▶ _Document section_
--- BEGIN ---

This is not science fiction. It may sound farfetched now, but I don't believe we're all that many breakthroughs away from this becoming reality. And it's not a reality I want any part of.

Monday, December 14, 2009

Late-night braindump!

Guys! We've totally missed the real potential with ChromeOS!

It's got potential as a netbook OS, sure. But, beyond that, appliance computing - embedding the OS in the hardware is a huge deal! Especially if it's stateless. Put two copies of the OS on separate flash drives, glue them in, reduce the moving parts (how many do you really need, anyway? OLPC got it down to 0, and something like 3 internal plugs), and you've got a 100% self-contained system that never needs maintenance! As long as we're borrowing tricks from OLPC, you could put a battery on it and have it portable too! Add a hand-crank and you've got truly mobile computing. Everything else along this line of thinking is just implementation detail, but yeah!

An interface (monitor, input devices, whatev) would be nice, but even nicer would be a system that's implicitly based on clustering. You'd take two or three or four of these, plug them into a switch, plug a monitor and a hard drive or two into that same switch, and you've got a computer that's resistant against hardware faults and completely network-based. You could upgrade it just by plugging new components in and... that would be it, yeah! Probably wouldn't even need a restart. We already have the foundations for zero-configuration networking, so this would be the easy part.

Oh hey! as long as it's network based, you could add multiple user terminals and have several people using a shared cluster with full access to all resources. I think most of the problems here are solved; the interesting one I see is networked storage - you'd need encryption, because we have to assume that anybody can see any hard drive, and hmm. That might actually be it. Obviously you'd need a way to provide a private key - maybe adding a USB port to the input devices and plugging in a flash drive. Idea! The input device could be a thin client with a custom interface, which you could carry around and plug in to any cluster. That would take a lot of the burden off the OS on the cluster nodes (which would have to be pretty stripped-down and generic to begin with) and oooh. That'd be neat.

Problem: untrusted clusters. Crypto-computation might be impossible (I have seen some laughably bad research attempting to solve it), so we might have to assume that any given node can potentially snoop on computations and alter them. It might be possible to finagle something with a signed system on the cluster nodes, but they'd be too much of a high-value target to trust that some other kind of manipulation wasn't going on. Trust is a fundamentally hard problem, let's ignore it for now and work around it. Either we implicitly trust the cluster (boring, stupid) or we figure out a way to run computations on untrusted nodes so that - dammit, back at crypto-computation. :[

If Light Peak lives up to its potential, it would be kickass for this. Everything would only need one plug. Problem: fiber is a lot less resilient than CAT-5. Ah, well, not like the layer-1 matters too much.

Appliances require maintenance sometimes! What we really want here is a computer that you can embed in the wall and forget about, and have as a seamless part of the network doing useful stuff, and be reasonably confident that it'll outlast the building. I can't think of a name for this right now, but it'd be pretty cool. Transparent computing? Ubiquitous computing? Ooooh! As long as we're sticking these in the walls, we could create a wireless mesh network with the neighbors and if this actually becomes widespread it'll be usable for stuff. Routing in mesh networks is hard and really outside the scope of this braindump but the potential payoff is too cool for me to ignore.

--- END ---

▶ _Provided data_
--- BEGIN ---

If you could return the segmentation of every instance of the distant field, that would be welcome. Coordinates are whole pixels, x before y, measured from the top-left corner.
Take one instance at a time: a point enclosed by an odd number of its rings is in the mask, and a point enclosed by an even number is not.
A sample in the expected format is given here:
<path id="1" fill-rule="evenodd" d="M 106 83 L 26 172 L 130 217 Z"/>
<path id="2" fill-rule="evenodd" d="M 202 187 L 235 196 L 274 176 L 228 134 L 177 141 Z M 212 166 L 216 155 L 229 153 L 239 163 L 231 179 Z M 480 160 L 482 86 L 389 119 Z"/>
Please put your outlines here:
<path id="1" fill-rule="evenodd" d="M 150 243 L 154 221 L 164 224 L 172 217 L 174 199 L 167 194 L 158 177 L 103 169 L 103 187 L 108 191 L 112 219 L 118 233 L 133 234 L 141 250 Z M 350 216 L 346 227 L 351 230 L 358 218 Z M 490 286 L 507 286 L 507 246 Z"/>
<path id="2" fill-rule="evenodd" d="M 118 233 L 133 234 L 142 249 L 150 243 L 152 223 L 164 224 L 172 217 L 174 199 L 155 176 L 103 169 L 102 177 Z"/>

--- END ---

▶ _Tasks to carry out_
1. Transcribe a passage from the ChromeOS braindump, beginning at the words "If Light Peak" and stopping after "me to ignore.".
2. What drawback of fiber compared with CAT-5 does the ChromeOS braindump point out?

▶ _Answers for the exercise_
1.
If Light Peak lives up to its potential, it would be kickass for this. Everything would only need one plug. Problem: fiber is a lot less resilient than CAT-5. Ah, well, not like the layer-1 matters too much.

Appliances require maintenance sometimes! What we really want here is a computer that you can embed in the wall and forget about, and have as a seamless part of the network doing useful stuff, and be reasonably confident that it'll outlast the building. I can't think of a name for this right now, but it'd be pretty cool. Transparent computing? Ubiquitous computing? Ooooh! As long as we're sticking these in the walls, we could create a wireless mesh network with the neighbors and if this actually becomes widespread it'll be usable for stuff. Routing in mesh networks is hard and really outside the scope of this braindump but the potential payoff is too cool for me to ignore.

2. Fiber is a lot less resilient than CAT-5.